PROMPT
Please retype the lines below exactly as they appear, starting at the line containing "Find each candle" and ending at the line containing "640,411,728,562", with both of those lines included.

━━━━━ DATA SHOWN

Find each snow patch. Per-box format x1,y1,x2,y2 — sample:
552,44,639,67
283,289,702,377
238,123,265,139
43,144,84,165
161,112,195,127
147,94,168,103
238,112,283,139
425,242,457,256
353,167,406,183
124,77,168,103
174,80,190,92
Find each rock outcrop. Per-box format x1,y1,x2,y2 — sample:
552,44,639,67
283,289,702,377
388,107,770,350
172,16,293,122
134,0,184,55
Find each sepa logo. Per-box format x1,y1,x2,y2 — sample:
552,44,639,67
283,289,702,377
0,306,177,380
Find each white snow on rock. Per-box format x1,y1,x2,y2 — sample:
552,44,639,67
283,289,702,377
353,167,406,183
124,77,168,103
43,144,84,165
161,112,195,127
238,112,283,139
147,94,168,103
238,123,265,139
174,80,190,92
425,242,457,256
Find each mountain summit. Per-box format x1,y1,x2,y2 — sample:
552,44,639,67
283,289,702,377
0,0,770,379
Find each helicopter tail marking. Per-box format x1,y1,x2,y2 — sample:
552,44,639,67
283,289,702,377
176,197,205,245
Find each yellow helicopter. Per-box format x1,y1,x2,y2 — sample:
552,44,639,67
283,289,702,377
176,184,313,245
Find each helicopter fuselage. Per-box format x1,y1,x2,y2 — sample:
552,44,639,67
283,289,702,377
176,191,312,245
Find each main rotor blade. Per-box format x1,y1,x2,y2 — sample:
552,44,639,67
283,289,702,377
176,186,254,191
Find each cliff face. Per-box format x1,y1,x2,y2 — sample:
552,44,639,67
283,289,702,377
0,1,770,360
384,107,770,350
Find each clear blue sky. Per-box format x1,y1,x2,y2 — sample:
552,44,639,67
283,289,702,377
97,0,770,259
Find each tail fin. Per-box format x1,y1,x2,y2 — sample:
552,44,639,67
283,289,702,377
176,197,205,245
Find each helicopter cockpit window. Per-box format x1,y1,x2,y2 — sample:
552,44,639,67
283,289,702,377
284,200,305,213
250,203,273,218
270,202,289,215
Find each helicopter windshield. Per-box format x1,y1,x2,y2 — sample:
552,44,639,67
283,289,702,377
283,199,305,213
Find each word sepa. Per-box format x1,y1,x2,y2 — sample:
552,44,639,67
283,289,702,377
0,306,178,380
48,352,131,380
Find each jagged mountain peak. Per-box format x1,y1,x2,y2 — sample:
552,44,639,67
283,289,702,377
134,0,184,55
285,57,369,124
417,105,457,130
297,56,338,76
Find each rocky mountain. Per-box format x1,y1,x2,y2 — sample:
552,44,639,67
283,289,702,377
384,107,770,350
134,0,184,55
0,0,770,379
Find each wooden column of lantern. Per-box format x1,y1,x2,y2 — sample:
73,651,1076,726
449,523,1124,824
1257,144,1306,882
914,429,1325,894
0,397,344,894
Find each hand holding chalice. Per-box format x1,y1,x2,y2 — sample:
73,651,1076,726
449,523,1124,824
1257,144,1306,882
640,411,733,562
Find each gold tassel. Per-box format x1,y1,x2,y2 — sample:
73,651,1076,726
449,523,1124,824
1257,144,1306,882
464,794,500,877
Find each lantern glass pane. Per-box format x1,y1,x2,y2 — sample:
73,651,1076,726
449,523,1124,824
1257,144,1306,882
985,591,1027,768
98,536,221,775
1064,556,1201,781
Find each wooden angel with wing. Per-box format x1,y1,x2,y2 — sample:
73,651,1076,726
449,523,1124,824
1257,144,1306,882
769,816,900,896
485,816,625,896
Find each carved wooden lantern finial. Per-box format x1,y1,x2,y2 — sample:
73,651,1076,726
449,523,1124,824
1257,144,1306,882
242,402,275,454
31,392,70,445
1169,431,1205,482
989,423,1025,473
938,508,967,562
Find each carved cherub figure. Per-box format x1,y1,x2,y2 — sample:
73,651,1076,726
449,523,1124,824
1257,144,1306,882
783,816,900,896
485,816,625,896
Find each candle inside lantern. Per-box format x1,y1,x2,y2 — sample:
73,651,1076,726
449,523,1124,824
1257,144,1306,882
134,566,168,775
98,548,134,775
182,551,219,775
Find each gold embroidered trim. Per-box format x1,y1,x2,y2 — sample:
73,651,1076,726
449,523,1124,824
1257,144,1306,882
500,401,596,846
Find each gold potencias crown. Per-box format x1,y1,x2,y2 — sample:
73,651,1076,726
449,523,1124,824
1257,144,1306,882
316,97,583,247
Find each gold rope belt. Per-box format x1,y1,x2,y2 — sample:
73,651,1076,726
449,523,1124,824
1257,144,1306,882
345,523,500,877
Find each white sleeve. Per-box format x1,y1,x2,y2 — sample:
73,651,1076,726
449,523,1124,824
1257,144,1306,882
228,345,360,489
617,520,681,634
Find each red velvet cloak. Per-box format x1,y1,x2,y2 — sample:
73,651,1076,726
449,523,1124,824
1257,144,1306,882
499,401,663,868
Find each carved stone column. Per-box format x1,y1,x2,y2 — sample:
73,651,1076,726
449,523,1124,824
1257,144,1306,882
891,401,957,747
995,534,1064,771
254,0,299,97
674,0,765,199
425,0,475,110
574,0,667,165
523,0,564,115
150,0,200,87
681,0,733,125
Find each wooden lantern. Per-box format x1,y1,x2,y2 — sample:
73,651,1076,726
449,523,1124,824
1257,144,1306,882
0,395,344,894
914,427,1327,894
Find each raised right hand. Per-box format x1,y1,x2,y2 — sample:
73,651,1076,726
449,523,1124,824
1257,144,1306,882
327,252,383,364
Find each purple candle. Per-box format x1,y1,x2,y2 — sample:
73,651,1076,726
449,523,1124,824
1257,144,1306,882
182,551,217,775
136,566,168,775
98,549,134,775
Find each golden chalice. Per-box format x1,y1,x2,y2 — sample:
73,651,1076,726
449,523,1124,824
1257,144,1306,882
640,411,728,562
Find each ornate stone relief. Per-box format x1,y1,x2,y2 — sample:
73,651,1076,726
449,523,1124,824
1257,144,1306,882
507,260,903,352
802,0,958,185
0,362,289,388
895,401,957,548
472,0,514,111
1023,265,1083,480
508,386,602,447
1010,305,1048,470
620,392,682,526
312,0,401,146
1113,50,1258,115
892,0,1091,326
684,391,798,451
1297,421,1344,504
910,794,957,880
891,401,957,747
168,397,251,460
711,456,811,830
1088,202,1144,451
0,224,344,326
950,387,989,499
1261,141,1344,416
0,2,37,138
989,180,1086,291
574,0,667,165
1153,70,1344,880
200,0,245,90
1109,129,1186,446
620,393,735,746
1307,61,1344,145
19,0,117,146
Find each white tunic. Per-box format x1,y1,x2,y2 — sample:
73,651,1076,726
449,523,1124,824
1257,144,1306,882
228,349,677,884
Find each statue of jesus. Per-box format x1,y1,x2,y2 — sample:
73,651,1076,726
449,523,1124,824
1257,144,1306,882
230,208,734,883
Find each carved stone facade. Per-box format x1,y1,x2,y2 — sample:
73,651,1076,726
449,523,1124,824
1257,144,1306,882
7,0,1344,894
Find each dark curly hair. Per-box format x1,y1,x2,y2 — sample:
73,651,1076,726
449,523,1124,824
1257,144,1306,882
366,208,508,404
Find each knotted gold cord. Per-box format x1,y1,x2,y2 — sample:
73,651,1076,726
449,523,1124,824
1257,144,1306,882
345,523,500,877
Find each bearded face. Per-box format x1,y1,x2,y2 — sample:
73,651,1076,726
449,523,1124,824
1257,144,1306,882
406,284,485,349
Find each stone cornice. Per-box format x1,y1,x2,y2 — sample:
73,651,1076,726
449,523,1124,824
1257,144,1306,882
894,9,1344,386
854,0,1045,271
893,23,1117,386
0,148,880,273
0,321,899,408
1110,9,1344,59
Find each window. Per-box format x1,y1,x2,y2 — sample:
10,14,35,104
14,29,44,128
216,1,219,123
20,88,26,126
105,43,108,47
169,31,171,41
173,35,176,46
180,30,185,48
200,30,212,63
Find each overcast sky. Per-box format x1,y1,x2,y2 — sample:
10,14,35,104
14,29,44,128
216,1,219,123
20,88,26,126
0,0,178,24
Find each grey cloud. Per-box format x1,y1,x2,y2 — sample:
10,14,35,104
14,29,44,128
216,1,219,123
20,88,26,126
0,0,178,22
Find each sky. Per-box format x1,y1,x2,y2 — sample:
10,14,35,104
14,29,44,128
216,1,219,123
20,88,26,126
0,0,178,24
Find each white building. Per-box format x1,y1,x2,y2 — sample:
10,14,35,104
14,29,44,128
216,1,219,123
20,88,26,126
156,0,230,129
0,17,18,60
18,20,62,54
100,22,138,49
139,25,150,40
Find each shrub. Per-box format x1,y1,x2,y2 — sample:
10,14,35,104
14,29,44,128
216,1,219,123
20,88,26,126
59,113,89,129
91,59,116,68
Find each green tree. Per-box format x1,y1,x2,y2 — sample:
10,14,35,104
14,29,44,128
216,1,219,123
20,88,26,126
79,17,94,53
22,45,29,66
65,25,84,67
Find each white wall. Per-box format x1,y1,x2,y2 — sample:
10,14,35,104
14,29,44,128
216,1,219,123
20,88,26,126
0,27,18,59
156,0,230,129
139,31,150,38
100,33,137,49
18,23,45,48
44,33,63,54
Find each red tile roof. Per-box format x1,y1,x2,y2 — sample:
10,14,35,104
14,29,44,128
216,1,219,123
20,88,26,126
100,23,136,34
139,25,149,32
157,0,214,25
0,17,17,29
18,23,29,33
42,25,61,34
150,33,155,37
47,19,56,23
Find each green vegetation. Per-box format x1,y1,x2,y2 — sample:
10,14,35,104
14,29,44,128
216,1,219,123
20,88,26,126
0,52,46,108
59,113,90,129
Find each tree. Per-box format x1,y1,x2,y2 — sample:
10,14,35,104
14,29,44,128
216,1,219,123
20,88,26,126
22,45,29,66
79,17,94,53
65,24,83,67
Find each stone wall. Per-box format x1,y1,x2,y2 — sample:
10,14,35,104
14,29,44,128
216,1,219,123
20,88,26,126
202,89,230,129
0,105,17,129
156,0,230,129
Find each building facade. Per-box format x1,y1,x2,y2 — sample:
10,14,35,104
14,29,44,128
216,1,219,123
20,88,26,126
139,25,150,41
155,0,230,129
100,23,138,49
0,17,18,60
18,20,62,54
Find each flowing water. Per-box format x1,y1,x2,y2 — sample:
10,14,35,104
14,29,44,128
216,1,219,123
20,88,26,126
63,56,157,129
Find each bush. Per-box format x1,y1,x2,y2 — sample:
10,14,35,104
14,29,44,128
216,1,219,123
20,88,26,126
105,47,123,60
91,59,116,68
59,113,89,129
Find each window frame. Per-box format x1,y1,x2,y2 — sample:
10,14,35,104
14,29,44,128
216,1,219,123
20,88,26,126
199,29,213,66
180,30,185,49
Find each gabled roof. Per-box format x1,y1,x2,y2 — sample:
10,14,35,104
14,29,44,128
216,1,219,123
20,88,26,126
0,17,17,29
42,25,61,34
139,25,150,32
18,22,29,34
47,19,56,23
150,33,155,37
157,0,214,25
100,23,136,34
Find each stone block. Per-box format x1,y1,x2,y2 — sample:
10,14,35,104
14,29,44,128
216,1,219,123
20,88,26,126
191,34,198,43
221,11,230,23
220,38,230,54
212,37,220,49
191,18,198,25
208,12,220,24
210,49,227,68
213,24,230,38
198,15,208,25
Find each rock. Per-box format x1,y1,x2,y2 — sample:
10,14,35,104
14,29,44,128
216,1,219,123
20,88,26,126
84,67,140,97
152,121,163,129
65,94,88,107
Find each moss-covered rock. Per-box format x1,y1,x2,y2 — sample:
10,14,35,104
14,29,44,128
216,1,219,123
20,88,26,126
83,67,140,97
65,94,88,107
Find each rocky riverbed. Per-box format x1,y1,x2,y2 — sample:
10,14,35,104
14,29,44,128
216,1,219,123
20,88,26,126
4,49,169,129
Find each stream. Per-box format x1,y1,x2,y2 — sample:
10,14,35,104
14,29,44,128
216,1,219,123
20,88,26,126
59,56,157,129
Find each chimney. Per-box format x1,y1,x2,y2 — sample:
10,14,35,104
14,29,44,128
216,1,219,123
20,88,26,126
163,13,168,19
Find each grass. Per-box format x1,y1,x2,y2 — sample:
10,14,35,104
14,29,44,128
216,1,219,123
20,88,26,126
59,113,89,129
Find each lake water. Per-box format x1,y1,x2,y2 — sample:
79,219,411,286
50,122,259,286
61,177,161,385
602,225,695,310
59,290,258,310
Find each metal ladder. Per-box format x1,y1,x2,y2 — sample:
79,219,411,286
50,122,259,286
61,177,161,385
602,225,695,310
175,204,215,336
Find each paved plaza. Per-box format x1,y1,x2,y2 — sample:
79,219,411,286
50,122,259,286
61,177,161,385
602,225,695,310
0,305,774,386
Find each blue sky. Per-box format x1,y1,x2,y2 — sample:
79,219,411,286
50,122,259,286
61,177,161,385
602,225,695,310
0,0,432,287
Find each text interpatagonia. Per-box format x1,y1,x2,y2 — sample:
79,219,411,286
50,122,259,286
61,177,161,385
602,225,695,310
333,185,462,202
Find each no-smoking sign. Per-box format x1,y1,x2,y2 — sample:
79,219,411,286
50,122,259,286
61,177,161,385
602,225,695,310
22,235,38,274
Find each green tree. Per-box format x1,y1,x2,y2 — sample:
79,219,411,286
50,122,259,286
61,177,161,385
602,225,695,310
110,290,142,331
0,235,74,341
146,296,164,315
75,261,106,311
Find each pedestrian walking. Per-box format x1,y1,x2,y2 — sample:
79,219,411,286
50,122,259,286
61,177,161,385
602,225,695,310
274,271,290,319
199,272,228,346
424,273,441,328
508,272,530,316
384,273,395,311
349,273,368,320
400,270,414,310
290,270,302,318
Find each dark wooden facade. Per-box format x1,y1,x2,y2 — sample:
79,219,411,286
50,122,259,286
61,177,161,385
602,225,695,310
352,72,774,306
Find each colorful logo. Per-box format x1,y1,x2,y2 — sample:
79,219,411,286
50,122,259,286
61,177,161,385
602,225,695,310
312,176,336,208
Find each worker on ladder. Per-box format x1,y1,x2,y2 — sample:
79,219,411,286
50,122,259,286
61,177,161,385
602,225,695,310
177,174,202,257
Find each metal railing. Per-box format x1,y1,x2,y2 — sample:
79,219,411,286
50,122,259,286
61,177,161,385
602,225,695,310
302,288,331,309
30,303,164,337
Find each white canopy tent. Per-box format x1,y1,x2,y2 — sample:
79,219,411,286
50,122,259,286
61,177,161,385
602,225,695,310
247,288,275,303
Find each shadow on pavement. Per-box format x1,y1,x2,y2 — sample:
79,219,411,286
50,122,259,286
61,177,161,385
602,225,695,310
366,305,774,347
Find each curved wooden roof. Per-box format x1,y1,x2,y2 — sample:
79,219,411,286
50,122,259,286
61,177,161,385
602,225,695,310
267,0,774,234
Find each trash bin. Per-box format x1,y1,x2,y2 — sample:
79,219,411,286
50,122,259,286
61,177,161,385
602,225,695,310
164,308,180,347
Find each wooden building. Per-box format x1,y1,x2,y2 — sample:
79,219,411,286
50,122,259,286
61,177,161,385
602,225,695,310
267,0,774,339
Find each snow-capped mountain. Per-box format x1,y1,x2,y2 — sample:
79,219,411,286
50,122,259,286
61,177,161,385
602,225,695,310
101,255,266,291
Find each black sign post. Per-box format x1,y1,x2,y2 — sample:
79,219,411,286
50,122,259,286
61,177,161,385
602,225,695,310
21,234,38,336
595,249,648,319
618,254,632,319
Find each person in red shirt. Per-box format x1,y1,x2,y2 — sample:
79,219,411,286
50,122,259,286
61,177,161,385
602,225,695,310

━━━━━━━━━━

FULL RESPONSE
Find each candle inside lantern. Per-box format x1,y1,x2,y2 — sample:
73,651,1076,726
449,523,1124,824
1257,144,1306,882
134,566,168,775
98,548,134,775
182,551,219,775
Find each gold embroidered trim. Per-box format x1,y1,x2,y2 — sample:
73,651,1076,726
449,523,1124,824
1257,144,1306,882
500,401,596,846
Find each gold potencias crown. Per-box format x1,y1,x2,y2 — sample:
73,651,1076,726
449,523,1124,824
1257,144,1306,882
316,97,583,247
Find each gold rope belt. Per-box format x1,y1,x2,y2 — sample:
73,651,1076,726
449,523,1124,824
1257,144,1306,882
345,523,500,877
Find each white sleeve. Per-box format x1,y1,x2,y2 — sample:
73,651,1076,726
449,523,1124,824
1257,144,1306,882
228,345,360,489
617,520,681,634
Find each red velvet cloak. Per-box format x1,y1,x2,y2 — sample:
73,651,1076,726
449,523,1124,824
1257,144,1306,882
499,401,663,868
Find each carved stone column. Per-box format x1,y1,x2,y2 — sample:
73,651,1076,726
449,523,1124,824
1257,144,1306,882
891,401,957,747
995,534,1064,771
254,0,299,97
674,0,765,199
425,0,475,110
574,0,667,165
523,0,564,115
150,0,200,87
681,0,733,125
Find each wooden lantern. Per-box format x1,y1,x2,y2 — sample:
73,651,1076,726
449,523,1124,824
1257,144,1306,882
0,395,344,894
914,427,1327,894
Find each raised right hand. Per-box format x1,y1,x2,y2 — sample:
73,651,1076,726
449,523,1124,824
1257,144,1306,882
327,252,383,364
Find each purple candle. Per-box format x1,y1,x2,y2 — sample:
73,651,1076,726
449,523,1124,824
1257,144,1306,882
182,551,217,775
136,566,168,775
98,549,134,775
Find each golden chalice. Per-box format x1,y1,x2,y2 — sample:
73,651,1076,726
449,523,1124,824
1257,144,1306,882
640,411,728,562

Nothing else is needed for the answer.